<<<<

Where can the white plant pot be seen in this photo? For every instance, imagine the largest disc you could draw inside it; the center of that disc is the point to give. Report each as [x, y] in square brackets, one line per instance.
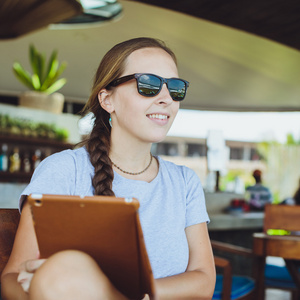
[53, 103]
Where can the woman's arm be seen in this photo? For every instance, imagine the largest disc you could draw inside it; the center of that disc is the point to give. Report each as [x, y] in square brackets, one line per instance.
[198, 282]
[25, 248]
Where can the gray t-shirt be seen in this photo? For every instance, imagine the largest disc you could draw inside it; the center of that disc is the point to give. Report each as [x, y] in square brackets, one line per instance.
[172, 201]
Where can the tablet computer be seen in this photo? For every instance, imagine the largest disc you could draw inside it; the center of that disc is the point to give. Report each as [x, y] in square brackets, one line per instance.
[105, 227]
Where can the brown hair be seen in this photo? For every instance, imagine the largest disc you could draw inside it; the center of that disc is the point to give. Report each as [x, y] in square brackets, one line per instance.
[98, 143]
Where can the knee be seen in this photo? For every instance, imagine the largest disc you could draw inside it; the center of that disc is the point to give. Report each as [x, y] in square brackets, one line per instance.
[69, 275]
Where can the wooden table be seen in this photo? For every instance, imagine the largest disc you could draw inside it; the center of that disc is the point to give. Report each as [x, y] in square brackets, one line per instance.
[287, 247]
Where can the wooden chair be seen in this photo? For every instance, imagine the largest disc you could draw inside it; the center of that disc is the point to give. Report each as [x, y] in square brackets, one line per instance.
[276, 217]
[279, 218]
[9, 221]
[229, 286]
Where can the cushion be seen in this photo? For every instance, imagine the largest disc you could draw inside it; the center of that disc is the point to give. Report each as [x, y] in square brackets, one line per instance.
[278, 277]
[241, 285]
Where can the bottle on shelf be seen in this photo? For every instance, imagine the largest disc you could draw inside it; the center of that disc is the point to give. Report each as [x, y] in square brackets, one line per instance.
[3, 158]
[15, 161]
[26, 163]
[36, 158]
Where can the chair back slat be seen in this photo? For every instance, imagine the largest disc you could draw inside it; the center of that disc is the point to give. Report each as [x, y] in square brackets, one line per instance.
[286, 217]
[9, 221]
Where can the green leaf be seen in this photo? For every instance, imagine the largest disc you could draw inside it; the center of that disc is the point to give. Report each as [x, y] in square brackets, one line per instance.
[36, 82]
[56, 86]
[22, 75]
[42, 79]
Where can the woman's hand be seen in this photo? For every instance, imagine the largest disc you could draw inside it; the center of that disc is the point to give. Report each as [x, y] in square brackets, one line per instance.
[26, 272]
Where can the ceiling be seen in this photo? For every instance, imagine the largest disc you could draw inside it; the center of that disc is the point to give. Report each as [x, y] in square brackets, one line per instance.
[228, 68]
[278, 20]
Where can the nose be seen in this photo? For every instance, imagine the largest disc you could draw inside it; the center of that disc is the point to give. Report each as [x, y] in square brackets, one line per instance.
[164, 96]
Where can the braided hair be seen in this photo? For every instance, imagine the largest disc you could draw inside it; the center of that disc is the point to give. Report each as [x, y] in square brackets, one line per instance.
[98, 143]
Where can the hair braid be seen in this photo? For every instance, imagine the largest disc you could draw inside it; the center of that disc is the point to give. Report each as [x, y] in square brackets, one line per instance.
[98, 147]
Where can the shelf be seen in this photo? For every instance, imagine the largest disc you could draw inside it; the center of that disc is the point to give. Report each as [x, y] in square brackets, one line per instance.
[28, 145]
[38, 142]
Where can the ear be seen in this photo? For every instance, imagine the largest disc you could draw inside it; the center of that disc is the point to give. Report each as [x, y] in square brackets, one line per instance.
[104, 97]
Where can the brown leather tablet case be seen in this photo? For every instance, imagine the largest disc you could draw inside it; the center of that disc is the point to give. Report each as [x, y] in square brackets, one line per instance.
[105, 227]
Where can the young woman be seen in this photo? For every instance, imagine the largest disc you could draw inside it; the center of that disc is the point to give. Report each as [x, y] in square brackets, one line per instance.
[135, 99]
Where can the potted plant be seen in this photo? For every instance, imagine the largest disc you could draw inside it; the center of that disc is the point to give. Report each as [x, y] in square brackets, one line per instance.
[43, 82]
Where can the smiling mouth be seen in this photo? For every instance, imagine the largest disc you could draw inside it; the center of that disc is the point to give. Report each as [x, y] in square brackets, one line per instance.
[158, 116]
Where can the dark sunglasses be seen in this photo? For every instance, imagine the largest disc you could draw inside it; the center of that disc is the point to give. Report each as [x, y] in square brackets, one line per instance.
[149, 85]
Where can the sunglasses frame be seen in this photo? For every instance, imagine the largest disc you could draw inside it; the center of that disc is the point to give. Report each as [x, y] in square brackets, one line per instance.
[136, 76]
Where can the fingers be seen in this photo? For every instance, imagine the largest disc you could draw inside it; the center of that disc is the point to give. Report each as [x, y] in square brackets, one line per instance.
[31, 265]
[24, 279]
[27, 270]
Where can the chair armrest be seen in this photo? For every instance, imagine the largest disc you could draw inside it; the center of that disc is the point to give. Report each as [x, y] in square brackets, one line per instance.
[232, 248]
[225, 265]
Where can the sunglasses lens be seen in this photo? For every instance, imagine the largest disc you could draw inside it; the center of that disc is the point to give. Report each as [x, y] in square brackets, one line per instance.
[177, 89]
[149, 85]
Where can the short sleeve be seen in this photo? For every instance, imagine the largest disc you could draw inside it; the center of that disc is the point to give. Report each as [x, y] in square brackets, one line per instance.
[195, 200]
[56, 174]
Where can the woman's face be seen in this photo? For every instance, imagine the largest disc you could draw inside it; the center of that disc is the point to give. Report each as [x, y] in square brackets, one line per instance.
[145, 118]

>>>>

Give the listing again word for word, but drop every picture.

Where can the white plant pot be seen in this photo? For every instance, imagine the largest disc you could draw inside it; the center of that disc is the point to give. Report each as [x, y] in square brackets, one line per instance.
[53, 103]
Where can the woman's arm be seen in this photo? For every instance, imagine the largest disc you could draw inside it; the center of that disc is the point to give. Report each as [x, y] in square brackets, one line per instance.
[198, 282]
[25, 248]
Where can the gray t-shirt be seen in this photo? For every instance, imagine the largest disc you could draw inside it; the center of that disc is the point to give. Report each as [x, y] in square brackets, one line per instance.
[172, 201]
Where can the tablet computer be seen in this photo? For every instance, imagine the largest disc you could draw inside it; the center of that disc is the point to give. Report each as [x, y] in square brackets, one line per instance.
[105, 227]
Where can the brown hair be seen in this photo? For every instance, imagine the largest disc you could draw inside it; the center of that disc is the point to give. Report each as [x, y] in square brackets, one line per instance.
[98, 143]
Where can the knee be seen in this photo? For every instance, imagine the largest disc you could draw inside it; the center of that disc is the point to give. Report each as [x, y] in square brackets, one line per instance.
[69, 275]
Where can the wooden table be seen in this photo? For every instance, imagine the largest disc you could draw inside it; the center of that disc is the point to give. Report each as [x, y] in square brackets, one line per instance.
[287, 247]
Where can the wooden chair be seen in this photo? For every instance, imagine the largest disc you could draw inside it; the center of that disc is the point to give. Report each as [x, y] in square brackets, one line per instance.
[276, 217]
[279, 218]
[9, 221]
[229, 286]
Where can the cushion be seen in this photo? For every instance, imagine the largest disc you could draw inside it; the center of that disc is the point to give. Report each as [x, y] in square brackets, one line per instance.
[278, 277]
[241, 285]
Where can the bottle on shelf be seen in this photo? For every instance, imagine the largest disc you could draw inside it; the center of that disc is the point to give. Report each as [x, y] in square brackets, one line per instance.
[3, 158]
[15, 161]
[26, 163]
[36, 158]
Where can the chair back slat be seen in this photo? For every instance, imagine the largest disc you could draw inside it; the center of that disc is the point to give. Report each as [x, y] in square brackets, one line per instance.
[286, 217]
[9, 221]
Where can the green leaf be seen in this photo? For every instance, imagine the largest disc you could draw inside it; the center of that disc is the point to give. Report each as [x, y] in square brackets, one line per instance.
[36, 82]
[56, 86]
[22, 75]
[42, 79]
Where can the woman's hand be seen in this photo? For every instance, imagine the largest disc you could draw inside it; the center of that disc is the point to give. Report each as [x, y] in square brackets, one line per instance.
[26, 272]
Where can the ceiling be seen in this photo? For every instance, imagine the largest disc you could draw inside it; the center of that disc is the point to give. Report each as [x, y] in square brackets, one line per instance.
[228, 68]
[278, 20]
Where can the nose be seen in this photo? For every instance, imagine the largest disc you could draw inside it; the center of that disc is the point to give. Report each as [x, y] in square brackets, one line per instance.
[164, 96]
Where can the braided hair be seen in this photo? For every instance, imagine the largest disc you could draw inside it; the center of that disc is the point to give. Report each as [x, y] in square brackets, one line per instance.
[98, 143]
Where can the hair braid be seen in this photo? For every instance, imagine the largest disc you could draw inside it; the center of that disc is the point to give. Report each as [x, y] in square brackets, one line per instance.
[98, 147]
Where can the shelf be seen in this photo? For every instance, imagine the largest disc you could draw inside it; the center of that disc is the point to give. Report each as [x, y] in square brackets, one line per instance.
[28, 145]
[38, 142]
Where can the ear be seen in this photo? For every instance, imagine the largest disc you could draw inside it; the center of that disc is the point to give. Report each as [x, y] in square brackets, one line per instance.
[104, 97]
Where can the brown leather tablet case be seen in this photo? For every instance, imagine the largest disc you could draw inside it; the center of that disc is the point to give. Report each as [x, y] in square brackets, one line per instance.
[105, 227]
Where can the young woman be seen in this photo? For every instance, imagine the largest disc you could draw inside it; the center of that disc is the point to give. Report each as [x, y] in square brackets, one line per instance.
[135, 99]
Where can the potted plant be seen in this photo? For every instance, imagine the largest disc you could draw inside it; the center of that disc is the point to give. Report each as [x, y] in square brackets, one line per instance.
[43, 82]
Where can the smiling mouth be seen in this photo? For every instance, imagine the largest disc you could draw inside it; the center of that disc is the point to give. Report each as [x, y] in square brackets, one line per instance.
[158, 116]
Where can the dark sunglasses be seen in this photo? For every instance, imagine the largest disc you could draw inside it; the center of that disc is the point to give. Report each as [x, y] in square brackets, one line per instance.
[149, 85]
Where can the sunglasses frame be seen in this photo? For every instance, imagine the largest disc you could draw inside it; the center of that disc is the point to give. Report each as [x, y] in square brackets, one line per instance.
[136, 76]
Where can the fingers be seen in this photo? For every instance, imagine the largest disc you could draw inside it; the center of that disc is the point to give. Report each as [x, y] in square brackets, one line per instance.
[31, 265]
[24, 279]
[27, 270]
Where can the chair armrest be seen in this photo? For every instance, imagine the largest disc you could draw inside it; the center of that disc is the point to give. Report each as [x, y] in square brackets, one line per instance.
[232, 248]
[225, 265]
Where can the sunglasses lens be seen in this photo? For every instance, imagine the largest disc you could draw inside it; the center of that disc is the point to give. Report each as [x, y] in square brackets, one line per instance.
[177, 89]
[149, 85]
Where can the short sleeve be seen in this photo? For every instance, imagine the largest disc you could draw inside it; the center of that disc is the point to give. Report each as [x, y] in square brackets, one line per instance.
[195, 200]
[56, 174]
Where can the woman's face be seen in this photo? For every instance, imagine the largest disc you could draw inside it; the center of that disc is the point to give. Report each as [x, y] in square brackets, one line per instance.
[145, 118]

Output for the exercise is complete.